• SHORT EXERCISE:
Can you copy the entries below word for word, from the line containing "Target: wooden fence" through the line containing "[(163, 245)]", with both of those lines included?

• DATA SHOWN:
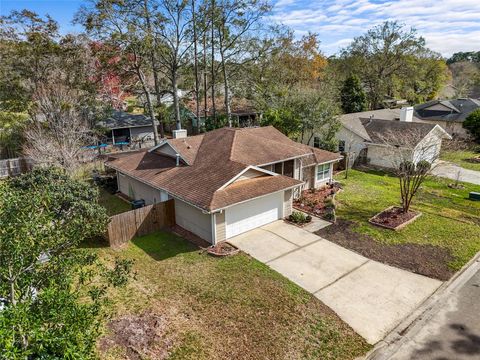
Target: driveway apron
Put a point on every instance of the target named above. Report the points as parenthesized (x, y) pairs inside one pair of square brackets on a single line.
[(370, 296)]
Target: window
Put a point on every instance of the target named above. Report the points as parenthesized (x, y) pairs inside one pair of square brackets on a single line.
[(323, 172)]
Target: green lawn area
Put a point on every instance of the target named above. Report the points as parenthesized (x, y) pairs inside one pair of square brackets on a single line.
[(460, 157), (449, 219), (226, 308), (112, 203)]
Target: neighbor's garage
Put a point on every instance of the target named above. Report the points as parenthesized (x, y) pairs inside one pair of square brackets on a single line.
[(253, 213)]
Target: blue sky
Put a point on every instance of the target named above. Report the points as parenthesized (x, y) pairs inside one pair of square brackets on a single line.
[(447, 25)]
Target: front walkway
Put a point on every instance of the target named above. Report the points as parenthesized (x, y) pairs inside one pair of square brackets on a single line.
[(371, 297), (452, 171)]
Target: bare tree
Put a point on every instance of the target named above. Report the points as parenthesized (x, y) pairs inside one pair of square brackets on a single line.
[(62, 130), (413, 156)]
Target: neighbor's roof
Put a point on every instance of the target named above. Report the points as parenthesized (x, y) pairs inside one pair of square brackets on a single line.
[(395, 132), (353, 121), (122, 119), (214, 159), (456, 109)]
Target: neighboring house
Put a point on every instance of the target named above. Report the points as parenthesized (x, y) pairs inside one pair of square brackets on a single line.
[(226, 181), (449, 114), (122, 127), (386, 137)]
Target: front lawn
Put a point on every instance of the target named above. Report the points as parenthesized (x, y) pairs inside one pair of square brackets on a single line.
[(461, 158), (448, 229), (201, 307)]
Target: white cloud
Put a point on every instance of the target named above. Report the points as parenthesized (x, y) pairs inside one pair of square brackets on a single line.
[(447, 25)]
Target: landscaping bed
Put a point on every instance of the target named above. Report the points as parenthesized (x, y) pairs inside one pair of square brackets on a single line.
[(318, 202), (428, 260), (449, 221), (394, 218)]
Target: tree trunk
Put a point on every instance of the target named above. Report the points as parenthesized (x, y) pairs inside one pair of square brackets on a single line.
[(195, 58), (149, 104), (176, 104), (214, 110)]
==
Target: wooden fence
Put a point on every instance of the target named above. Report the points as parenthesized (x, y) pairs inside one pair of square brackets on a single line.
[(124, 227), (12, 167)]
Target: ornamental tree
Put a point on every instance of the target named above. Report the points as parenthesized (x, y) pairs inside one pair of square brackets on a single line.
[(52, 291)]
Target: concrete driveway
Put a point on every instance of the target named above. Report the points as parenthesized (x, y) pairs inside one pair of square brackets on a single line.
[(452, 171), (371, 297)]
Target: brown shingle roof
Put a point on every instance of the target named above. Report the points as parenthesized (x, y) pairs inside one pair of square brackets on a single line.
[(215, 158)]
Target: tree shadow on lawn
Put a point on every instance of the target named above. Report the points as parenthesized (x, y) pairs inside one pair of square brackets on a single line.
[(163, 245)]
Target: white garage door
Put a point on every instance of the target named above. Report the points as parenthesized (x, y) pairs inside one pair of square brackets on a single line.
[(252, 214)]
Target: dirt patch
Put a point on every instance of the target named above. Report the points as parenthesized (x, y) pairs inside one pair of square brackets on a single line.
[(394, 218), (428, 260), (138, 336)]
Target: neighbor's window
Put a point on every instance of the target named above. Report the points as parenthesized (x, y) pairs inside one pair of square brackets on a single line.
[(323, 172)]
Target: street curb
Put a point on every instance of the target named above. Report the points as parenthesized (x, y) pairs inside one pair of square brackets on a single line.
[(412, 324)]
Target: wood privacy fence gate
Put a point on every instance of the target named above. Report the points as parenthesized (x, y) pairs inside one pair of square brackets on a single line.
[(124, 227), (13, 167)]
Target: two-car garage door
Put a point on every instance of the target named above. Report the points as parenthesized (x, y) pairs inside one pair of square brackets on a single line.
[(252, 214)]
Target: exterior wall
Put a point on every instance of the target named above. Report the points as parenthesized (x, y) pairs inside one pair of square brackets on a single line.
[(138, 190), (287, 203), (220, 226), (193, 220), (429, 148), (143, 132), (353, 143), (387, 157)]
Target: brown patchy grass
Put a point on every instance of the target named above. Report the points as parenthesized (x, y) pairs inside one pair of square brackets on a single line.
* * *
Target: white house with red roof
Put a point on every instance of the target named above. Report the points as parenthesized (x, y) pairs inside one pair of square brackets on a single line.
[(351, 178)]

• ANSWER:
Target: wooden fence
Put a point on every instance of the target named above. Report the points as parenthesized (x, y) pairs inside one pair of square brackets on a single line.
[(124, 227), (12, 167)]
Target: ornamental tree
Put a point on every instance of the target named above. Report the points as parenthesized (x, y) pairs inside one pair of square brackets on a single line.
[(52, 291)]
Target: concrete driveway
Put a point on every instance of the target named above. Report the points as parenthesized (x, y) pairs inside one pair of square brackets on a single line.
[(452, 171), (371, 297)]
Target: brown shingle roof
Put a point on every instance of the target named above. Report the points as parenthesized (x, y) pairs inside one pair of square brackets on a single line.
[(215, 158)]
Target: tree shadow on lawn
Put a point on every instance of the target named above. Report the points as parenthesized (x, y) pairs inside one pair of square brackets on a single line.
[(163, 245)]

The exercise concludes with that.